Görev ayrıntıları >> Lütfen aşağıdaki kayıtlarda "tree" kelimesini içeren her satırı döndürün. Büyük ve küçük harf farkı önemlidir.

Kayıt listesi >>
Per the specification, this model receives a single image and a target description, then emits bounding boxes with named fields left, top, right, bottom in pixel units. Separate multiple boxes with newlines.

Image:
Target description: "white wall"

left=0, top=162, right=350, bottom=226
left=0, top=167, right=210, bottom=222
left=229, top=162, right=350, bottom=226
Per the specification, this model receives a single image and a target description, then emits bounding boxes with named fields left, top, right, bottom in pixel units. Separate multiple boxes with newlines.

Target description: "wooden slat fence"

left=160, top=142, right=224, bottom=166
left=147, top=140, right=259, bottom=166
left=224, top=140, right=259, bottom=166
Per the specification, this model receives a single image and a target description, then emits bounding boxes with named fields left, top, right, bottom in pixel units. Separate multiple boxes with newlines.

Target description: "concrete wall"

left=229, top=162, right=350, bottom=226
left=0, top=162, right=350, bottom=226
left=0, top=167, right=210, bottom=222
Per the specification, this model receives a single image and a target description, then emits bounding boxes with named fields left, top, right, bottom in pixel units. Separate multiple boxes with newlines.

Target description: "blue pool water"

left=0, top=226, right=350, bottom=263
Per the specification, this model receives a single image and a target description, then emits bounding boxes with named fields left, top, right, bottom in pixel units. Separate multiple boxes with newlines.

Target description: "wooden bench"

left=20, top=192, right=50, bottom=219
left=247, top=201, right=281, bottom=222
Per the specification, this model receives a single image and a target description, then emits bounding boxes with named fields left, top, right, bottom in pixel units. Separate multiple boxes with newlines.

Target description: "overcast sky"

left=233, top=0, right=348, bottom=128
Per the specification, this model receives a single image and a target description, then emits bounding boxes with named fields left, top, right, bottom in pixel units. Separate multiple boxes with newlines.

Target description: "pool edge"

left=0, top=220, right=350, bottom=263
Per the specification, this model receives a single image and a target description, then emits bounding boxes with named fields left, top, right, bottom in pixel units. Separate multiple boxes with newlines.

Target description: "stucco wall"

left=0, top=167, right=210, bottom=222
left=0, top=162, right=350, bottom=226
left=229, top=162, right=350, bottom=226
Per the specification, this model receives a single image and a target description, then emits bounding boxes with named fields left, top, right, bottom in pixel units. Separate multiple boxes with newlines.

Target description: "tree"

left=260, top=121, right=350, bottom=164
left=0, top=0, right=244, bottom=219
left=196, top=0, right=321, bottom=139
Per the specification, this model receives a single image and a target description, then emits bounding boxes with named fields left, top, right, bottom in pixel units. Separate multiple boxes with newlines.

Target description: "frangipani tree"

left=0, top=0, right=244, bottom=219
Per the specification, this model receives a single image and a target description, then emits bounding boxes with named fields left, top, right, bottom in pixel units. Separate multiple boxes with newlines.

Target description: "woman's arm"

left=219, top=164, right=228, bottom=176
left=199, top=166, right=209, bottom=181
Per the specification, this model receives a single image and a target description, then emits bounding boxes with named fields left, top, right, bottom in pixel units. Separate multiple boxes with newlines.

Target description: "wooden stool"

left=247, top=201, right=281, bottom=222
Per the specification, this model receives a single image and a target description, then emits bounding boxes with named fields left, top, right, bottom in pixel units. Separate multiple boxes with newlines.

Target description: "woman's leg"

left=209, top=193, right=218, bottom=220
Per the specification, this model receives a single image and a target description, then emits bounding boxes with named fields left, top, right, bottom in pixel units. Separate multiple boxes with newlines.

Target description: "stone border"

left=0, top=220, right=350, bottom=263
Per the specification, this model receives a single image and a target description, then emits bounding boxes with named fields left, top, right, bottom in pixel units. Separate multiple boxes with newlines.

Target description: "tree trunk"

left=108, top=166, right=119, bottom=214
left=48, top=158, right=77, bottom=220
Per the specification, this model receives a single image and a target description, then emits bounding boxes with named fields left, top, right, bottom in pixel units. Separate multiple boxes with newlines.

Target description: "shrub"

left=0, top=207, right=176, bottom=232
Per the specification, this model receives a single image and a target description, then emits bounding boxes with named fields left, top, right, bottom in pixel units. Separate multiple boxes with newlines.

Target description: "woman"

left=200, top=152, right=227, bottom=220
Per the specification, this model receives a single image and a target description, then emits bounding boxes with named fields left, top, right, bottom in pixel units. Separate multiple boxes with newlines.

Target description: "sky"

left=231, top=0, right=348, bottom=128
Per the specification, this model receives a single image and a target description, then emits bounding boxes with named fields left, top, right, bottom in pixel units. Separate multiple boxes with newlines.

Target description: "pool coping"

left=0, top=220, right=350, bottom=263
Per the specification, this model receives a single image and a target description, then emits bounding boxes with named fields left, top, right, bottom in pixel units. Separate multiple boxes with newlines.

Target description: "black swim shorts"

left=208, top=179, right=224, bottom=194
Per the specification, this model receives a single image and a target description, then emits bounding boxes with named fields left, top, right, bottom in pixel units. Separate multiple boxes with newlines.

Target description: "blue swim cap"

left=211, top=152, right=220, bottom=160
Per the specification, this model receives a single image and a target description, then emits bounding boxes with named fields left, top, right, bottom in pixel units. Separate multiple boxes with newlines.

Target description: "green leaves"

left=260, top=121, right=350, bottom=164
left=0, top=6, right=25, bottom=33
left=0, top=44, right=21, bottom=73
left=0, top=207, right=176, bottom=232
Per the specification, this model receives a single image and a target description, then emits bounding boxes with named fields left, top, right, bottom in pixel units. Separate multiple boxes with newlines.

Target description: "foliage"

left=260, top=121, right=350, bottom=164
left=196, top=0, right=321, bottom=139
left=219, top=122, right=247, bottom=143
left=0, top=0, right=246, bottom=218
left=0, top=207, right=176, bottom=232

Görev çıktısı >>
Target description: "tree"
Target description: "frangipani tree"
Target description: "tree trunk"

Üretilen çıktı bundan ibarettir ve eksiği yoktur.